**Task details**:
Rewrite the entries below with every occurrence of "set one marker" changed to "place a single point", keeping everything else the same.

**Dataset**:
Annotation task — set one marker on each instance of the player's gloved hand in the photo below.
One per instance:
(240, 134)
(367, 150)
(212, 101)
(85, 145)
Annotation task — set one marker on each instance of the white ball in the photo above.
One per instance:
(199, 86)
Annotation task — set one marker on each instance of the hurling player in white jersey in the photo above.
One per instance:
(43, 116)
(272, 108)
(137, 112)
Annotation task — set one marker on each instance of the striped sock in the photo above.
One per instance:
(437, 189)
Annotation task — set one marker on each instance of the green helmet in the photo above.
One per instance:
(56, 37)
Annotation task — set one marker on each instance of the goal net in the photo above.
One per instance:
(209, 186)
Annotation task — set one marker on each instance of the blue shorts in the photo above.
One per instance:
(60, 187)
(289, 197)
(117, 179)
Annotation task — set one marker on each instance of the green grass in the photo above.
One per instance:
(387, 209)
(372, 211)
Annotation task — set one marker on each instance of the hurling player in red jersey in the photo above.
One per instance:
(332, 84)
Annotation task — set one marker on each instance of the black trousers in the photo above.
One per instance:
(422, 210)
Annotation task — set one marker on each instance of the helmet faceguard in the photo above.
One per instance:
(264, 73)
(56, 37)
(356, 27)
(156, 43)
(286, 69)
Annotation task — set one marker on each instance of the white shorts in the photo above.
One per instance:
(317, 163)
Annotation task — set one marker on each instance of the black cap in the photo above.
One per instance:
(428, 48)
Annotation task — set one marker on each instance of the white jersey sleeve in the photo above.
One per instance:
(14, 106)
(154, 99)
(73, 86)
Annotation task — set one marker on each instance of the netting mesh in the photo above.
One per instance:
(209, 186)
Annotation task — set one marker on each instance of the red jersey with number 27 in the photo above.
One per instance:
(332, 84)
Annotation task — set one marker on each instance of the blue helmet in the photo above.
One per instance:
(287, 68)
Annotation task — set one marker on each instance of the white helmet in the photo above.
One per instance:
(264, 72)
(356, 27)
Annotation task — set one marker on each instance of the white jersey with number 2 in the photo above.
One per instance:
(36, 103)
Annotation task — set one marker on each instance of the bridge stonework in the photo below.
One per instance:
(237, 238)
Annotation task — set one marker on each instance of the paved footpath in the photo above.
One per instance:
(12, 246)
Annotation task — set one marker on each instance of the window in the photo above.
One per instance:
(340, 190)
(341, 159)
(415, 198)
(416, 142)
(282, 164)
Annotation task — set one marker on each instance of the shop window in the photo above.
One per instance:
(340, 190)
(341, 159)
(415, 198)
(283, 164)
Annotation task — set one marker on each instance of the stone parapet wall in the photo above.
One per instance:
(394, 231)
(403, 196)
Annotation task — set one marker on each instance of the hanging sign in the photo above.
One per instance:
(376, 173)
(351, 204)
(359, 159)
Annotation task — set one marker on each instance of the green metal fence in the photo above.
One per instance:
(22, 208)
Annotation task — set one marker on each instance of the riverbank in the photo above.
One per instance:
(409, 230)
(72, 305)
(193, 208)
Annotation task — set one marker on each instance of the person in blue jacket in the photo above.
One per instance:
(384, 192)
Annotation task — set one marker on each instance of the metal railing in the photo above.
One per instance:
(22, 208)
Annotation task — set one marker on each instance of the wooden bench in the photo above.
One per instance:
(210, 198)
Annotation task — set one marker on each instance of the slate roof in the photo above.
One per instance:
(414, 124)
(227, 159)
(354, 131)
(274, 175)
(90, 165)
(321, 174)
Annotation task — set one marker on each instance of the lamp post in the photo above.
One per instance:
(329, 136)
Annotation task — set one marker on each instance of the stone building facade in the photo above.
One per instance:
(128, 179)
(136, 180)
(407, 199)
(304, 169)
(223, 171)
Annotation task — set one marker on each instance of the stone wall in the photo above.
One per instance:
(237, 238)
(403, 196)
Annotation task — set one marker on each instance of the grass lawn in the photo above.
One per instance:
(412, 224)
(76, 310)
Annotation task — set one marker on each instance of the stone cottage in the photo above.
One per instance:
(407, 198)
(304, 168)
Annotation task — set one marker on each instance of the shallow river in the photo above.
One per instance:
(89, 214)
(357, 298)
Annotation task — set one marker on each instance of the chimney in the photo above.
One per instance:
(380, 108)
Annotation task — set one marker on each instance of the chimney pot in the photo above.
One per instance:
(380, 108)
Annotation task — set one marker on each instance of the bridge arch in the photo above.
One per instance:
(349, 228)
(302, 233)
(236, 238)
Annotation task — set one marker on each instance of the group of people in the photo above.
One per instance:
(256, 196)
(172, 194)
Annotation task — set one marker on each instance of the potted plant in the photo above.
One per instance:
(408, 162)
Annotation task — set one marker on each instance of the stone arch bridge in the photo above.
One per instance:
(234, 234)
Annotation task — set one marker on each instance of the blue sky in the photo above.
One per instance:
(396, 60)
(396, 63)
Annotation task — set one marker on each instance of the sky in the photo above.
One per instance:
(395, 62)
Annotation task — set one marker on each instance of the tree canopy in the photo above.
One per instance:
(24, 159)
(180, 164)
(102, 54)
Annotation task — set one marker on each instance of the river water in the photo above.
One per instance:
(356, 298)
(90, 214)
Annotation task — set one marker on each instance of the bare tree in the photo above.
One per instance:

**Solution to the problem**:
Annotation task — place a single point on each instance of the player's gloved hand in the photo below.
One per instance:
(240, 134)
(367, 150)
(212, 101)
(85, 145)
Annotation task — place a single point on each instance of the white ball in the photo above.
One per instance:
(199, 86)
Annotation task — place a single point on each instance of the hurling player in white jersey in the photo above.
One per instance:
(43, 116)
(272, 108)
(137, 112)
Annotation task — place a single point on each instance of the striped sock in the photo above.
One per instance:
(437, 189)
Annotation task — place a single point on each instance of the green helmet in the photo above.
One per instance:
(56, 37)
Annotation task — place a single point on each instance of the goal net in the photo above.
One per instance:
(209, 186)
Annotation task — place a single point on each instance of the blue shorts in the photo above.
One per instance:
(60, 187)
(289, 197)
(117, 179)
Annotation task — place a single point on each instance of the green grass in the photo above.
One per instance:
(387, 209)
(372, 211)
Annotation task — place a single point on each instance of the hurling player in red jersey in the photo above.
One per instance:
(332, 84)
Annotation task — place a single point on each instance of the black trousers in the photo above.
One per instance:
(422, 210)
Annotation task — place a single point on each instance of the helmet faceguard in the photo above.
One per instance:
(264, 73)
(56, 37)
(356, 27)
(156, 43)
(286, 69)
Annotation task — place a single point on each instance of the white shorts in the photo above.
One per instance:
(317, 163)
Annotation task — place a single point on each instance of the black cap in the photo above.
One per instance:
(428, 48)
Annotation task — place a single point on each instance of the white jersey sleeve in the photo above.
One per instance:
(14, 106)
(154, 99)
(73, 86)
Annotation task — place a single point on each instance of the netting mesh in the photo above.
One per instance:
(209, 186)
Annotation task — place a single point on each instance of the red jersey with number 27 in the photo above.
One per instance:
(332, 84)
Annotation task — place a single point on each instance of the blue helmet in the photo above.
One per instance:
(287, 68)
Annotation task — place a single point on each instance of the white helmet in the photo above.
One per instance:
(264, 72)
(356, 27)
Annotation task — place a single point on each instance of the white jersey with number 2 in the photo above.
One per instance:
(36, 103)
Annotation task — place a single point on each instance of the bridge stonework in the photo below.
One per instance:
(237, 238)
Annotation task — place a single point on each instance of the paved footpath in the photo above.
One per instance:
(12, 246)
Annotation task — place a single point on each instance of the window in the photo above.
One per instance:
(340, 190)
(341, 159)
(415, 198)
(416, 142)
(282, 164)
Annotation task — place a single point on each instance of the shop window in the photo above.
One per instance:
(340, 190)
(341, 159)
(415, 198)
(283, 164)
Annotation task — place a single point on each instance of the stone parapet wall in the photo above.
One per instance:
(394, 231)
(403, 196)
Annotation task — place a single point on each instance of the hanging sign in the photo above.
One per instance:
(376, 173)
(351, 204)
(359, 159)
Annotation task — place a single point on each instance of the green metal fence in the photo above.
One per instance:
(22, 208)
Annotation task — place a single point on each instance of the riverbank in the photo above.
One per instance:
(409, 230)
(72, 305)
(193, 208)
Annotation task — place a single point on each instance of the person in blue jacket in the photo above.
One per instance:
(384, 192)
Annotation task — place a single point on each instance of the metal railing in the photo above.
One per instance:
(22, 208)
Annotation task — place a single point on each instance of the wooden bench in the photo above.
One per instance:
(210, 198)
Annotation task — place a single point on each instance of the slate roof in the photo above.
One per instance:
(414, 124)
(227, 159)
(354, 131)
(274, 175)
(90, 165)
(321, 174)
Annotation task — place a single point on each instance of the lamp post in the photo above.
One per instance:
(329, 136)
Annotation task — place a single point on each instance of the stone building facade in the photo above.
One per instance:
(128, 179)
(136, 180)
(407, 199)
(304, 169)
(223, 171)
Annotation task — place a single point on each instance of the stone wall in the photo above.
One per instance:
(237, 238)
(403, 196)
Annotation task — place a single point on each instance of the grass lawn in the photo above.
One per instance:
(412, 224)
(76, 310)
Annotation task — place a single point on each instance of the stone cottage in the photo above.
One per instance:
(407, 198)
(304, 168)
Annotation task — place a single point on each instance of the shallow river in the photo above.
One per instance:
(89, 214)
(357, 298)
Annotation task — place a single point on each instance of the chimney in the photo above.
One per instance:
(380, 108)
Annotation task — place a single point on each instance of the chimney pot in the photo above.
One per instance:
(380, 108)
Annotation task — place a single point on each instance of the bridge arch in the photo above.
One per instance:
(349, 228)
(302, 233)
(236, 238)
Annotation task — place a single point on each instance of the group of people in the photo above.
One per instance:
(256, 196)
(172, 194)
Annotation task — place a single point on each instance of the potted plant in the photo above.
One per instance:
(408, 162)
Annotation task — place a single point on each instance of the stone arch bridge in the photo above.
One per instance:
(234, 234)
Annotation task — place a single point on each instance of the blue sky in the photo above.
One per instance:
(396, 60)
(396, 63)
Annotation task — place a single point on each instance of the sky in the photo above.
One per instance:
(395, 62)
Annotation task — place a single point on each instance of the tree canopy in the photo above.
One per instance:
(24, 159)
(180, 164)
(102, 54)
Annotation task — place a single point on each instance of the river water in the photo above.
One per instance:
(356, 298)
(90, 214)
Annotation task — place a single point on each instance of the bare tree in the photo above.
One per instance:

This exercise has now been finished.